## begin TASK DATA

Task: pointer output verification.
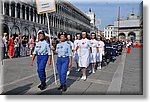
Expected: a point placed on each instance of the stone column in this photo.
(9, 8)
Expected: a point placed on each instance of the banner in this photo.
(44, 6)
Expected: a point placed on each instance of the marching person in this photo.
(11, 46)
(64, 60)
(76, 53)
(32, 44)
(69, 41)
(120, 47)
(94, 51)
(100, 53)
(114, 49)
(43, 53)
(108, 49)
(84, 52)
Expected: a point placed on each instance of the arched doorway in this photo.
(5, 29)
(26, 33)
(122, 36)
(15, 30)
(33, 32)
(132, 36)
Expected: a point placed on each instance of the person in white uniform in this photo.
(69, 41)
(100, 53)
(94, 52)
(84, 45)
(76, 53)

## end TASK DATA
## begin TASK DATA

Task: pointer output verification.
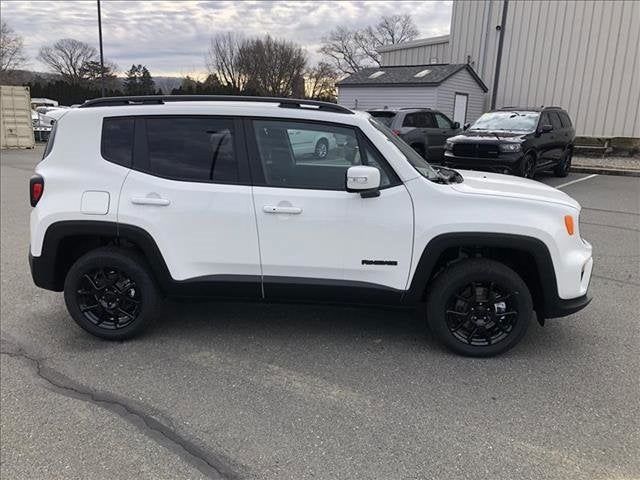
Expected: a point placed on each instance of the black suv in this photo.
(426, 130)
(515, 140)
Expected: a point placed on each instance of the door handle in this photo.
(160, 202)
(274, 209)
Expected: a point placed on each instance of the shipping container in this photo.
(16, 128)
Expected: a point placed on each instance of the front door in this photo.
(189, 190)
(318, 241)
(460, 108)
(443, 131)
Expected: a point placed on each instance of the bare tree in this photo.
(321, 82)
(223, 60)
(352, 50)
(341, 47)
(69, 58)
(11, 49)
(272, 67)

## end TASK DATA

> CHALLENGE
Pick out every line in the records that contains the string "Expected" and copy each of those lines. Treat uppercase and lowercase as different.

> FINAL ANSWER
Expected: a point placed on each instance of the stone column in this photo.
Expected: a point placed on each instance of the banner in this photo.
Expected: a point placed on each instance of the marching person in this photo.
Expected: a point placed on each instance of the arched doorway in this photo.
Expected: a point placed on each instance of the person in white uniform in this photo.
Expected: a point placed on each instance of the black suv in this photo.
Expected: a point placed on each instance of the door handle in this photo.
Expected: a point placed on each instance of the shipping container in this photo.
Expected: a point placed on each instance of the front door in this photo.
Expected: a point placed on each instance of the bare tree in this photo.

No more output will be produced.